By Spencer Smith (spencera@oregon.uoregon.edu)
There are many email programs on the market today; some are even available free from the Internet. This article is to help you decide which email program would be best for you, depending on the way you access your email.
If you're satisfied with your current email program, congratulations! You should stick with it. Changing email programs can cause delays, problems, and even result in the loss of your email entirely.
But if you've been having problems doing what you want to do with your email and you're ready for a complete change, then please consider the information presented here. (Changing back and forth between multiple email programs will almost certainly cause you to lose email, so consider carefully.)
The email programs used most widely on campus are Pine and Eudora.
Pine is widely used because of its low overhead; it runs in a text-based environment (without buttons, menus, or other graphical enhancements) on virtually any computer, and it operates the same way from wherever you run it. Just about any computer that can use a modem or connect to the UO network can use Pine.
*-*-*
Brief A =
Transcribe the part of the email program article that opens with the words containing "If you're satisfied" and closes with "can use Pine.".
Brief B =
Does each statement agree with the email program article? Answer yes or no for each, and quote the words that settle it. (i) The article advises people happy with their current email program to switch anyway. (ii) Pine runs in a text-based environment. (iii) Pine and Eudora are the email programs used most widely on campus.

[Rows from a pointing dataset]
*-*-*
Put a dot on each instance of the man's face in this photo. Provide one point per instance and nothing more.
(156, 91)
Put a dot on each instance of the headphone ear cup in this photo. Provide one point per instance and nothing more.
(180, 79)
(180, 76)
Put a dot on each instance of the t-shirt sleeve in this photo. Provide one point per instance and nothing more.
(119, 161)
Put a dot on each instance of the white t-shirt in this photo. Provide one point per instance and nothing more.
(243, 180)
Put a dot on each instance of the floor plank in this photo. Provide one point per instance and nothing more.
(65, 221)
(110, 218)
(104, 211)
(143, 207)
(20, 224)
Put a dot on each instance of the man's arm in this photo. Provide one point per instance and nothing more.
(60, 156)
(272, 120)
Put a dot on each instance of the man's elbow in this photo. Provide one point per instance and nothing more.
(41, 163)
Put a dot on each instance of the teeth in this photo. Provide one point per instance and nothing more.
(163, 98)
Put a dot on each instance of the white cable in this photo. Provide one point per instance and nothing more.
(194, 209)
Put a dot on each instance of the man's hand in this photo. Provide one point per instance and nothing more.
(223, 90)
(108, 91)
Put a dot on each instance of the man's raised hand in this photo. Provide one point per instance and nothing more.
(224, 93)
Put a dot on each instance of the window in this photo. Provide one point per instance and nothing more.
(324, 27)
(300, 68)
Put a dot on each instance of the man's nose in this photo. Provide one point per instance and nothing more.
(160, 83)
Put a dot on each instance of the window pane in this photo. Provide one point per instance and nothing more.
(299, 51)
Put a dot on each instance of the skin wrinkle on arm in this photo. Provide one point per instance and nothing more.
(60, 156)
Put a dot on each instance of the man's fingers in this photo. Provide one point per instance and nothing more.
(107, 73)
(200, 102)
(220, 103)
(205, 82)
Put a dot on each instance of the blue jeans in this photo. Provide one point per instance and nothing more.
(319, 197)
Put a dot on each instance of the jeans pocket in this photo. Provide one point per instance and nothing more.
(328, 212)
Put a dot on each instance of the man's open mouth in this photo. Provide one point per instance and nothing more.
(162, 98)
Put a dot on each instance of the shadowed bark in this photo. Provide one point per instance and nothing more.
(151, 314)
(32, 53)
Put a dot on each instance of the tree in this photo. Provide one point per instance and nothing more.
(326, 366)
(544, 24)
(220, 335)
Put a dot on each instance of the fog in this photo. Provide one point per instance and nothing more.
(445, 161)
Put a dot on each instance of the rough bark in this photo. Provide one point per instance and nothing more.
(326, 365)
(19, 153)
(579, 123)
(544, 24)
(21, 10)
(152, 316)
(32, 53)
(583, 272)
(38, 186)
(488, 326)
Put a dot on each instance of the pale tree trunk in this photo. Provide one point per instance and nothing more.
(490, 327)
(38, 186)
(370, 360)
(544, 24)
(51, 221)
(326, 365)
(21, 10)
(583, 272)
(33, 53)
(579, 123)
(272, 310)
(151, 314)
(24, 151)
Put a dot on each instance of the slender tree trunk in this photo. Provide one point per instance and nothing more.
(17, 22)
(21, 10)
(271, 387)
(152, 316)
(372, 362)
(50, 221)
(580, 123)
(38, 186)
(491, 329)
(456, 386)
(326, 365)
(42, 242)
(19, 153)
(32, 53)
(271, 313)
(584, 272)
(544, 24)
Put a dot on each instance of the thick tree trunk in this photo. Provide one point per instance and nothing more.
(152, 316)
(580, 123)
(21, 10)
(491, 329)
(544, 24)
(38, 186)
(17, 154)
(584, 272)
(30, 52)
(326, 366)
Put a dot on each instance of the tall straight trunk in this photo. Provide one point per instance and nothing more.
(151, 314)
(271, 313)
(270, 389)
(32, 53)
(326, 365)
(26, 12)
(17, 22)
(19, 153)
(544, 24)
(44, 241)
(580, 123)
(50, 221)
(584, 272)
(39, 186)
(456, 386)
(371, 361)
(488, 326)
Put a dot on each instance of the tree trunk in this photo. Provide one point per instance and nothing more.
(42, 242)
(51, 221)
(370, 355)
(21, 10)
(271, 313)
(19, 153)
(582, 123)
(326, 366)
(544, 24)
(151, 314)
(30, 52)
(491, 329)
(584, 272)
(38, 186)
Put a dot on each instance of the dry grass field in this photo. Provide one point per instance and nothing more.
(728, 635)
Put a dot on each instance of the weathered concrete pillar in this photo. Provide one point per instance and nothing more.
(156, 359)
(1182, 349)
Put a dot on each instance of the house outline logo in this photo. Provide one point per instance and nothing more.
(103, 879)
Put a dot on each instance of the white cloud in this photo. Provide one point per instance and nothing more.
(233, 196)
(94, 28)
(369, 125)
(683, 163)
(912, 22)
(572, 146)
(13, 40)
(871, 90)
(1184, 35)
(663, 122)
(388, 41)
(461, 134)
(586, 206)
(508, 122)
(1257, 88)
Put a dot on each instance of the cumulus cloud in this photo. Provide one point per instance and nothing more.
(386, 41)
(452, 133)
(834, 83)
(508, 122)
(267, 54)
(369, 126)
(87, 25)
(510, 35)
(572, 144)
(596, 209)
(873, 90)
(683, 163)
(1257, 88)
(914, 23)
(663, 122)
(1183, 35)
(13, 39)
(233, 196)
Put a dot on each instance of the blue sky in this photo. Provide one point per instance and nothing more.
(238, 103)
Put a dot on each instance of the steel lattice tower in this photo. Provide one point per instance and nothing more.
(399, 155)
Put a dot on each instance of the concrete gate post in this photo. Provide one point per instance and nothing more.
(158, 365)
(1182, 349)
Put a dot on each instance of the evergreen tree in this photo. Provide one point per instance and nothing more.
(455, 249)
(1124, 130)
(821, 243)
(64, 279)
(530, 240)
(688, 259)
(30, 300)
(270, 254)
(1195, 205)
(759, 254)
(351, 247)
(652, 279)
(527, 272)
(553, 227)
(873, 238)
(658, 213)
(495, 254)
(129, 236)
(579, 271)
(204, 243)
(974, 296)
*-*-*
Worked answer A =
If you're satisfied with your current email program, congratulations! You should stick with it. Changing email programs can cause delays, problems, and even result in the loss of your email entirely.
But if you've been having problems doing what you want to do with your email and you're ready for a complete change, then please consider the information presented here. (Changing back and forth between multiple email programs will almost certainly cause you to lose email, so consider carefully.)
The email programs used most widely on campus are Pine and Eudora.
Pine is widely used because of its low overhead; it runs in a text-based environment (without buttons, menus, or other graphical enhancements) on virtually any computer, and it operates the same way from wherever you run it. Just about any computer that can use a modem or connect to the UO network can use Pine.

Worked answer B =
(i) No: "If you're satisfied with your current email program, congratulations! You should stick with it."
(ii) Yes: "it runs in a text-based environment"
(iii) Yes: "The email programs used most widely on campus are Pine and Eudora."